◆ INFORMATION:
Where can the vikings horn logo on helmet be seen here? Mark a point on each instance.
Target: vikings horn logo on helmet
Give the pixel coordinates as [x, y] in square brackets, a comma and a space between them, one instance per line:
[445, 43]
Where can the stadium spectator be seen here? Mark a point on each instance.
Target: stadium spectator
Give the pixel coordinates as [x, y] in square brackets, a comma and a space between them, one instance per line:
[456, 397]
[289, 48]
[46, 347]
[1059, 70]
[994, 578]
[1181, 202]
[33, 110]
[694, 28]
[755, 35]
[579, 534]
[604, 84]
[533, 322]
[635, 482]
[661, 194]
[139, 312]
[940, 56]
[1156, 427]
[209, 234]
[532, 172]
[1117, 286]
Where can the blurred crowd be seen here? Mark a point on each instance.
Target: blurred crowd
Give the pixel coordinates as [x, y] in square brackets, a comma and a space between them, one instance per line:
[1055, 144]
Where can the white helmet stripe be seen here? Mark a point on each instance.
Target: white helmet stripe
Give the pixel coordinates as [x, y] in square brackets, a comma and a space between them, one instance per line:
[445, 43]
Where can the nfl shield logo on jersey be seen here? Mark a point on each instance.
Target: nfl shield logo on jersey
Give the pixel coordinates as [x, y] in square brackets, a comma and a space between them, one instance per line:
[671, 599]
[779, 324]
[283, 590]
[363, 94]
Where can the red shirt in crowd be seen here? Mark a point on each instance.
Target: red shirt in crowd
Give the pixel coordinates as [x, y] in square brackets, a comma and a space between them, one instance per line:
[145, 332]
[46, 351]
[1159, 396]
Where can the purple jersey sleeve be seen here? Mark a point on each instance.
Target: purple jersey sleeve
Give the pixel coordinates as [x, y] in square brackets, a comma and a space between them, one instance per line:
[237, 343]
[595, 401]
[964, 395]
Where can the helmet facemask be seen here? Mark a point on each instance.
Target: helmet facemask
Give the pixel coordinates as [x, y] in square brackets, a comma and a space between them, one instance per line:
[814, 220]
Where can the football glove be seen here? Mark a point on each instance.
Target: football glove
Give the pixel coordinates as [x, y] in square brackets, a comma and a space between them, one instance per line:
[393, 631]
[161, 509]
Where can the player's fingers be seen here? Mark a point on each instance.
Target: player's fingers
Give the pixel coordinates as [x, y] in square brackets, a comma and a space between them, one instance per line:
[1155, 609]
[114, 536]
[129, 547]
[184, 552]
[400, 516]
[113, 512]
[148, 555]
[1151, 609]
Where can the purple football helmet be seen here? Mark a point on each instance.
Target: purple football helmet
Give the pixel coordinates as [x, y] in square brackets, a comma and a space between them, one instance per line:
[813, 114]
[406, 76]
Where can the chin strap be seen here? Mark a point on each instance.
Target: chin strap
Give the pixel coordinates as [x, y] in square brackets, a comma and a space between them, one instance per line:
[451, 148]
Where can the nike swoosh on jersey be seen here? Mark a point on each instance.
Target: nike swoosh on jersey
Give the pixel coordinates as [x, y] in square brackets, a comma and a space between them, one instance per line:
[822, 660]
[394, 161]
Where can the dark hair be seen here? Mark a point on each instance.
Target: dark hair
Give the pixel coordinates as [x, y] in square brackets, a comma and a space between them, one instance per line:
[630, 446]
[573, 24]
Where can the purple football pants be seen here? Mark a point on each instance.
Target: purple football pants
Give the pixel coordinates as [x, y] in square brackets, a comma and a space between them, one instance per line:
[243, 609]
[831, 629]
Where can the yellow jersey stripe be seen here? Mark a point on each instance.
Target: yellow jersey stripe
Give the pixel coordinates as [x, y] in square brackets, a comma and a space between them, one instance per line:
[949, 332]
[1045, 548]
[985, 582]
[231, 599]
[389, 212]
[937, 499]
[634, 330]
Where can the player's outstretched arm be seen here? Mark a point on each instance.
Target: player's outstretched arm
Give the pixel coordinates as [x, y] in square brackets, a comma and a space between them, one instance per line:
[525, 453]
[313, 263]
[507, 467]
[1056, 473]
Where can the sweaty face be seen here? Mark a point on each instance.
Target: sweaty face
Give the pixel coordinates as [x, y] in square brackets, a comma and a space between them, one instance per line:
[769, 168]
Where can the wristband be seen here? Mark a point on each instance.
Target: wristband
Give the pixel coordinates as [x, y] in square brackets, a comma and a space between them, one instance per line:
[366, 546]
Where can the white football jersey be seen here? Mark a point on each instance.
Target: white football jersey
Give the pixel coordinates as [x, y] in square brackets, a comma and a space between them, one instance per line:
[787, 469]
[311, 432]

◆ WHAT THE TASK ASKS: None of the lines above may be skipped. Transcribe each one exactly.

◆ RESPONSE TO THIS EXERCISE:
Where can the vikings horn logo on helmet be seen here? Mark a point on each instance.
Target: vikings horn logo on helmet
Give the pixel coordinates as [x, y] in square brackets, a comma and a space between them, one instance per line:
[445, 43]
Where can the stadium spectator be seen here? Mark a point on each instance.
Target: stadium spectator
Give the pixel coordinates as [x, y] in square brackets, a comma and a space between them, one instance per line:
[456, 397]
[289, 48]
[46, 347]
[1059, 70]
[994, 578]
[1181, 202]
[33, 110]
[694, 28]
[755, 35]
[579, 534]
[604, 84]
[533, 322]
[635, 482]
[661, 194]
[139, 312]
[940, 56]
[1156, 427]
[209, 234]
[532, 172]
[1117, 286]
Where can the blurred crowd be seen here? Mark a point on each instance.
Target: blurred crowd
Give the pixel coordinates as [x, y] in square brackets, a comma and a space between them, one instance per line:
[1055, 144]
Where can the white helmet stripe be seen here? Mark a point on each instance.
Target: white helmet stripe
Give the pixel coordinates as [x, y] in square brackets, a comma and a space between them, one instance per line:
[445, 43]
Where can the nfl shield logo on jersey be seen here? Mark a point on each instance.
Target: nfl shield logo on jersey
Give the pixel coordinates as [x, y] in square brackets, a comma and a space between them, one instance per line:
[671, 599]
[779, 324]
[283, 590]
[363, 94]
Where can the red shirt in crowd be seen here? Mark a point on each instance.
Target: red shirt in crowd
Give the pixel coordinates as [x, y] in square brackets, a comma and a space between them, one instance per line:
[145, 332]
[46, 351]
[1159, 396]
Where can the purple jersey sleeve be seen here? Mark a point on each instance.
Target: purple jersey sleeve
Give the pixel coordinates as [x, y] in square brackets, a comma and a space between them, one instance per line:
[237, 343]
[595, 401]
[964, 395]
Where can the helmet facemask be seen here? Mark a point on each instance.
Target: helmet facemask
Give the pixel coordinates as [x, y] in square brackets, a comma and a space between them, one instance per line:
[814, 220]
Where can the football glove be seen here? Mark a point on each instance.
Target: football glove
Give the pixel coordinates as [x, y] in square brackets, a comma and a space between them, one instance per line:
[393, 631]
[161, 509]
Where can the player's fingers be seen here? Mark a point on each instance.
Target: player's fingers
Give the pixel coordinates as [x, y] in square brackets, a comma and a space between them, one instance per line:
[1155, 609]
[114, 536]
[129, 547]
[184, 552]
[400, 516]
[113, 512]
[148, 555]
[1151, 609]
Where can the purple football helmet be seen here? Mark a point on each instance.
Target: purple football helmet
Give the pixel coordinates as [x, y] in square brackets, a comma and a space between them, one instance per line:
[813, 114]
[406, 76]
Where can the chin strap be seen here? Mark a point on each instance.
Target: chin strap
Give the pixel coordinates as [x, y] in square brackets, a comma and a space between them, one instance per line:
[451, 148]
Where can the nike swoosh on jersey be seen here? Mark a point on each instance.
Target: nike swoosh on jersey
Give the pixel coordinates as [x, y] in square brackets, a comma and a space between them, one instance per line:
[822, 660]
[394, 161]
Where can the dark hair be seen here? Mark a point on each instance.
Target: dark hair
Give the pixel coordinates as [x, y] in square brackets, a comma and a space between them, one instance per line:
[630, 446]
[573, 24]
Where can the purple football pants be seen here? Mark a point on each instance.
Target: purple football pants
Give the pixel coordinates as [x, y] in square brackets, a comma and a space between them, one instance per line:
[243, 609]
[831, 629]
Where can the yellow jersey stripe be seen here? Mark a point on each instance.
Target: yellow jersey stripe
Give the pixel coordinates as [x, y] in square brackets, a comma and a space between them, one instance per line:
[949, 332]
[1045, 548]
[985, 582]
[231, 599]
[389, 212]
[937, 499]
[634, 330]
Where can the player's outstretched arm be seen here? Mark a point on each instance.
Target: player's outstretched arm
Give the pixel coordinates as [x, y] in square brackets, a comma and a space between them, one instance per line:
[525, 453]
[313, 263]
[507, 467]
[1056, 473]
Where can the sweaty face be seen here? Mark a point on each instance.
Target: sweaty face
Give the pixel coordinates as [x, y] in square brackets, a comma and a space between them, one instance per line:
[769, 168]
Where can the wristband be seen here? Mark a point on each instance.
Target: wristband
Give the pixel coordinates as [x, y] in square brackets, a comma and a space between them, one instance per line:
[366, 546]
Where can the white football jersey be seen here? Mark a point on each instance.
Target: white football jersey
Give the pixel coordinates as [x, y] in square brackets, a comma and a space between them, one instance per line:
[787, 469]
[311, 432]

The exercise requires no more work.